● **Instructions**
a) Answer these questions using the article on Ruhama's campaign against lapdancing clubs:
(i) About how many lapdancing clubs are thought to be in the Dublin area?
(ii) Who is the director of the National Women's Council of Ireland?
(iii) Under which section of which Act is business entertainment in such clubs not admissible as a tax allowance?
b) In the article on Ruhama's campaign against lapdancing clubs, shorten the paragraph beginning "The initiative is supported by the National Women's Council of Ireland" and keep its main facts.
c) Write out a passage from the article on Ruhama's campaign against lapdancing clubs. Begin at the words "She also spoke" and stop after the words "for Ruhama's work.".

● **Passage provided**

__________________________________________________

Irish companies have been urged not to allow their employees to use lapdancing clubs for corporate entertainment purposes.
The call comes from Ruhama, a Dublin-based charity which offers support to women working in prostitution and the sex industry.
It embarked on the campaign in June when it wrote to several hundred companies asking them to sign up to a "charter" committing themselves not to use such clubs when entertaining clients.
Ruhama spokeswoman Gerardine Rowley said at a press conference in Dublin yesterday that more than 50 companies had pledged their support for the campaign, and that almost 40 of these had signed the charter.
There are thought to be about six lapdancing clubs in the Dublin area and seven more outside the city.
While Ms Rowley did not have the names of any specific companies which had used such clubs, she said there was a continuing concerted effort by the clubs to target the corporate market.
"We have heard in our work here that the clubs send in flyers and promotional material to businesses and offices, and there is no doubt the clubs are trying to 'normalise' the sex industry as harmless and as just another night out.
"Lap dancing clubs, however are part and parcel of the global sex industry and a gateway into prostitution and trafficking. The harm this industry does to the women is unimaginable.
"We have worked with women in prostitution who had been trafficked in to work in lapdancing clubs."
She said there was intense competition between the women in the clubs to get custom and to be the "best" at offering customers what they wanted.
This put pressure on some women to go beyond just lapdancing, Ms Rowley said.
She also spoke of the "dissociation" many women experienced between themselves and their own bodies while they were performing, to cope with the work.
"This does lasting psychological damage," she said.
"Just because these clubs are legal does not mean exploitation is not going on in them," she said.
Among the businesses which she said had signed up to the charter are Olympus Ireland, BD Medical, The Irish Times, the Housing Finance Agency, Clonmel Enterprises and the McEniff Hotel Group.
A spokesman for the Housing Finance Agency said the company had been "more than happy" to sign the charter when approached by Ruhama in June.
"We think it's a reasonable and decent thing to support them in this," he said.
Ms Rowley said many of the companies had also offered financial support for Ruhama's work.
The initiative is supported by the National Women's Council of Ireland. Its director, Joanna McMinn, said there was a clear responsibility on the corporate sector "to oppose the advances of the lapdancing industry who want to sell the myth that lap-dancing is harmless".
A spokesman for the Revenue Commissioners said that under Section 84A of the Taxes Consolidation Act, business entertainment held in lapdancing or adult entertainment clubs was not admissible as a tax allowance.

__________________________________________________

● **Record set**
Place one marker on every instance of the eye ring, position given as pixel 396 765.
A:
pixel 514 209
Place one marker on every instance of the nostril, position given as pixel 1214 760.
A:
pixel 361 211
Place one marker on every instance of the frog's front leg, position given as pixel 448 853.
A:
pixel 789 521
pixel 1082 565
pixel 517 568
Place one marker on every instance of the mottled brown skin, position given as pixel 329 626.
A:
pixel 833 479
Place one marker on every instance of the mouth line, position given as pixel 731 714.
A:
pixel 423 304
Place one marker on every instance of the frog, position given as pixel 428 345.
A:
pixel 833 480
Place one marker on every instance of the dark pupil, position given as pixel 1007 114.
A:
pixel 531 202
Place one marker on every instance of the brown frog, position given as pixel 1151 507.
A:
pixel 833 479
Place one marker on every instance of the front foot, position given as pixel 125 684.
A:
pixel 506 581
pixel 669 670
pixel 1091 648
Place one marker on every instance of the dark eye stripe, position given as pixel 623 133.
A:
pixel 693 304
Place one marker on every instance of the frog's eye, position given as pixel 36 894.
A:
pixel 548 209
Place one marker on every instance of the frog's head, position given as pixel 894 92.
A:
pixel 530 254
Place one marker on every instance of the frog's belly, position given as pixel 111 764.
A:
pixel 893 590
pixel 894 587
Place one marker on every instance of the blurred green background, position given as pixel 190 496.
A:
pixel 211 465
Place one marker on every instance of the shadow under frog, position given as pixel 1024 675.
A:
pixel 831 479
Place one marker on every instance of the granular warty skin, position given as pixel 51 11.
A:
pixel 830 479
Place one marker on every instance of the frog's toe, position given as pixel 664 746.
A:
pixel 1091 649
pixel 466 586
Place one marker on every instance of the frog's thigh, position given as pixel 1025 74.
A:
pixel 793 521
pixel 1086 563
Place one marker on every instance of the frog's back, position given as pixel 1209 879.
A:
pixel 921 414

__________________________________________________

● **Per-task outputs**
a)
(i) About six.
(ii) Joanna McMinn.
(iii) Section 84A of the Taxes Consolidation Act.

b) The National Women's Council of Ireland backs the initiative. Its director, Joanna McMinn, said the corporate sector clearly had a responsibility to resist the lapdancing industry's attempt to present lap-dancing as harmless.

c)
She also spoke of the "dissociation" many women experienced between themselves and their own bodies while they were performing, to cope with the work.
"This does lasting psychological damage," she said.
"Just because these clubs are legal does not mean exploitation is not going on in them," she said.
Among the businesses which she said had signed up to the charter are Olympus Ireland, BD Medical, The Irish Times, the Housing Finance Agency, Clonmel Enterprises and the McEniff Hotel Group.
A spokesman for the Housing Finance Agency said the company had been "more than happy" to sign the charter when approached by Ruhama in June.
"We think it's a reasonable and decent thing to support them in this," he said.
Ms Rowley said many of the companies had also offered financial support for Ruhama's work.